Stated goal: In the entries below, find the line containing "Task: annotate the snow with". Copy it and all lines after it, exactly, through the end.

Records provided:
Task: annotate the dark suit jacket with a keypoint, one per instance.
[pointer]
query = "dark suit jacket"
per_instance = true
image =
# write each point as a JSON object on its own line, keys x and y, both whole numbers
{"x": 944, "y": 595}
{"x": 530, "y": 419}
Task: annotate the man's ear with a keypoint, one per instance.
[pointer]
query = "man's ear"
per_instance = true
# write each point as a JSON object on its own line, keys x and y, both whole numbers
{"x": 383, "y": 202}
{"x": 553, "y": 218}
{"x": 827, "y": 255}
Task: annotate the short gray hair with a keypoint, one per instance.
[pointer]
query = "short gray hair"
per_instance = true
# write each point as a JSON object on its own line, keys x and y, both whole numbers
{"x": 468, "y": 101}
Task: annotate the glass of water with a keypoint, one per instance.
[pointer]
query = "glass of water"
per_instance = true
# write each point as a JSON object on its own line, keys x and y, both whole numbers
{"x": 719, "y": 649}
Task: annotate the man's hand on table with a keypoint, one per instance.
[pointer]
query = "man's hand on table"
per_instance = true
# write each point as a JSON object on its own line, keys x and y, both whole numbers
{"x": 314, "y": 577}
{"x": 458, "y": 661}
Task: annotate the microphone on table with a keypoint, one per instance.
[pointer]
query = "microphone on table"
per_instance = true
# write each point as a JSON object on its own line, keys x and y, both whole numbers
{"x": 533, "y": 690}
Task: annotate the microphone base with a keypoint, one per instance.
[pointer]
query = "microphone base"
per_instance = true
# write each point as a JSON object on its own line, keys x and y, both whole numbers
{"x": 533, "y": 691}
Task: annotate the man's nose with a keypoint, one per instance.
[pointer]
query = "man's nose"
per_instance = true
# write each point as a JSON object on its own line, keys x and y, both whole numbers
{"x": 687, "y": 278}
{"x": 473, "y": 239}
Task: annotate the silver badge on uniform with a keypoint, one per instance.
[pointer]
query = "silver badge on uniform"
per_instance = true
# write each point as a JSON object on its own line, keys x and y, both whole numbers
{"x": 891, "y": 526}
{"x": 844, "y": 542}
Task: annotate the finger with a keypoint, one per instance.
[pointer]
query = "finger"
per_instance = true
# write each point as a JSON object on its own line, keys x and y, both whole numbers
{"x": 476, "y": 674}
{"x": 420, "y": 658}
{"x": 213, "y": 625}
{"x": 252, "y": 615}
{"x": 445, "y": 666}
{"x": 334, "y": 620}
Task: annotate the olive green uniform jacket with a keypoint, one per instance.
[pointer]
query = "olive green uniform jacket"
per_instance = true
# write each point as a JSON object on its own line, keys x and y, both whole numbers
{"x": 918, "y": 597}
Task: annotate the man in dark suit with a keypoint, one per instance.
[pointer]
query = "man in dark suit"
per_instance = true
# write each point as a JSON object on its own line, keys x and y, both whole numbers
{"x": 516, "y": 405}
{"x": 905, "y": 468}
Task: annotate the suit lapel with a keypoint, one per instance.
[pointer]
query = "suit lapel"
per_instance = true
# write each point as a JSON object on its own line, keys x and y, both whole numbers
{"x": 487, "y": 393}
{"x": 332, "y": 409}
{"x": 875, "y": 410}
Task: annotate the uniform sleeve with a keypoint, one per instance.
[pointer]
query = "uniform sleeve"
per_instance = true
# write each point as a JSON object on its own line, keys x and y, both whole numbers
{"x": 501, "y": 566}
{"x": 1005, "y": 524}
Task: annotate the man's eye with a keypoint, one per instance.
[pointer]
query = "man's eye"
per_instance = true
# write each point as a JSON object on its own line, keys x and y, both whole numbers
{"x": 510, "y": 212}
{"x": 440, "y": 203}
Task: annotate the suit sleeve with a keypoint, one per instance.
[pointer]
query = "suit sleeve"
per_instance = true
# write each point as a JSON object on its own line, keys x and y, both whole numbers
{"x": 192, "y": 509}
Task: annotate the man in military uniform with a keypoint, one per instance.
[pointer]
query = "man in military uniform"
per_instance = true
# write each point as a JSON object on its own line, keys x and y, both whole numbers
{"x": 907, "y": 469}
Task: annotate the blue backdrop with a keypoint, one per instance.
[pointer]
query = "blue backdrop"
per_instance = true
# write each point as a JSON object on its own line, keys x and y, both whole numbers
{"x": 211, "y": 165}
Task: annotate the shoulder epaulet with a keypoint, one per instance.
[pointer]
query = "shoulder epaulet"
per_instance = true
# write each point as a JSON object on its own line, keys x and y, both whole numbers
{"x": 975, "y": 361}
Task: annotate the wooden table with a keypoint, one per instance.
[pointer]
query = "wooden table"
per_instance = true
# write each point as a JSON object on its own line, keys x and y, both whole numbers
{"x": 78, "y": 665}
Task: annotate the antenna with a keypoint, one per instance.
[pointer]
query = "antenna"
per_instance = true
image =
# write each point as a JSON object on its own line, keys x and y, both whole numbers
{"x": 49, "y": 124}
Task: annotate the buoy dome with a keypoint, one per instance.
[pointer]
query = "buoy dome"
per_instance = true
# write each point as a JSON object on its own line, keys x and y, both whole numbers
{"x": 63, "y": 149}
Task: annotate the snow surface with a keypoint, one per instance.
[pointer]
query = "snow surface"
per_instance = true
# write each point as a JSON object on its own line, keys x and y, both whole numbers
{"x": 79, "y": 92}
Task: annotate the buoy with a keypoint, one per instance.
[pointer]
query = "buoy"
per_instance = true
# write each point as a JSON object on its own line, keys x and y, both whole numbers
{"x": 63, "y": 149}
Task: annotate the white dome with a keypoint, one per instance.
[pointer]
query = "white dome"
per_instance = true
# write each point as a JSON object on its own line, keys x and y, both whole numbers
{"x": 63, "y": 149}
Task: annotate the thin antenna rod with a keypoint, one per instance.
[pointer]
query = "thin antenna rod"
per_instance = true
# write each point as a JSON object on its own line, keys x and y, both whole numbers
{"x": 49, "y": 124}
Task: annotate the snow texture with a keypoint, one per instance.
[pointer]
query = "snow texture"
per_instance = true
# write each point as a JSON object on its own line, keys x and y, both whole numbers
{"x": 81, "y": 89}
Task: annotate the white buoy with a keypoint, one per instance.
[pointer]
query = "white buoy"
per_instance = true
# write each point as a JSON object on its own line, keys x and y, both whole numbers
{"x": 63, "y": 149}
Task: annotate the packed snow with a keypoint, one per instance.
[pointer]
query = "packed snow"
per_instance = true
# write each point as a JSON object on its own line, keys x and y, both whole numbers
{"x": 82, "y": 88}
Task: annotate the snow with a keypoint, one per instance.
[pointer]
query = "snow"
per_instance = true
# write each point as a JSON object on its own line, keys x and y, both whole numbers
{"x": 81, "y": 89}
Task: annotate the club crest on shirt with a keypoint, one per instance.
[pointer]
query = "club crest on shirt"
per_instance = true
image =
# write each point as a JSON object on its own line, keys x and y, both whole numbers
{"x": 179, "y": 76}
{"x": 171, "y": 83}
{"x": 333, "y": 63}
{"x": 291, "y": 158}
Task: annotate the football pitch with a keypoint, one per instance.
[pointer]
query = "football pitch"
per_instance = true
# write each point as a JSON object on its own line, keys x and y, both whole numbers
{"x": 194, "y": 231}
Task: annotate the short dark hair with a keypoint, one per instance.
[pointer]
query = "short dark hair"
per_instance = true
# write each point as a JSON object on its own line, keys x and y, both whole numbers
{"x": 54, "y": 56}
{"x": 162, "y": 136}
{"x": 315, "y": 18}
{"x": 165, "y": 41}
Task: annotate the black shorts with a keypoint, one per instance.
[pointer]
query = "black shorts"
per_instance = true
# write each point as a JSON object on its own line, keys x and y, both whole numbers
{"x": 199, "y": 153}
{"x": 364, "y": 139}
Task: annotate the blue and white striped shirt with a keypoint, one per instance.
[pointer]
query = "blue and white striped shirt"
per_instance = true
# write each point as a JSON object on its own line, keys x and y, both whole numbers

Exercise response:
Task: annotate the snow with a keypoint, one per instance.
[pointer]
query = "snow"
per_instance = true
# write each point as a JSON object on its own line, keys x and y, both whole numbers
{"x": 81, "y": 89}
Task: annotate the club crest on shirt with a keypoint, one per instance.
[pointer]
query = "club crest on shirt"
per_instance = true
image =
# write each point as a JSON object on its own line, keys x and y, both whole numbers
{"x": 179, "y": 76}
{"x": 171, "y": 83}
{"x": 333, "y": 63}
{"x": 291, "y": 158}
Task: annotate the football pitch with a keypoint, one per instance.
[pointer]
query = "football pitch"
per_instance = true
# write each point as a JSON object on its own line, keys x and y, both whole numbers
{"x": 194, "y": 231}
Task: annotate the short dark hair with a keypoint, one per instance.
[pointer]
query = "short dark hair"
per_instance = true
# write each point as a JSON object on its own line, keys x and y, both whole numbers
{"x": 54, "y": 56}
{"x": 162, "y": 136}
{"x": 315, "y": 18}
{"x": 165, "y": 41}
Task: annotate the black shorts with a keypoint, one per instance.
[pointer]
query = "black shorts"
per_instance = true
# write each point as a JSON object on its own line, keys x and y, both whole numbers
{"x": 199, "y": 153}
{"x": 364, "y": 139}
Task: annotate the blue and white striped shirt with a keypoint, one per instance.
[pointer]
query = "blue and white striped shirt"
per_instance = true
# write each point as a JSON object on its own line, keys x and y, both whole numbers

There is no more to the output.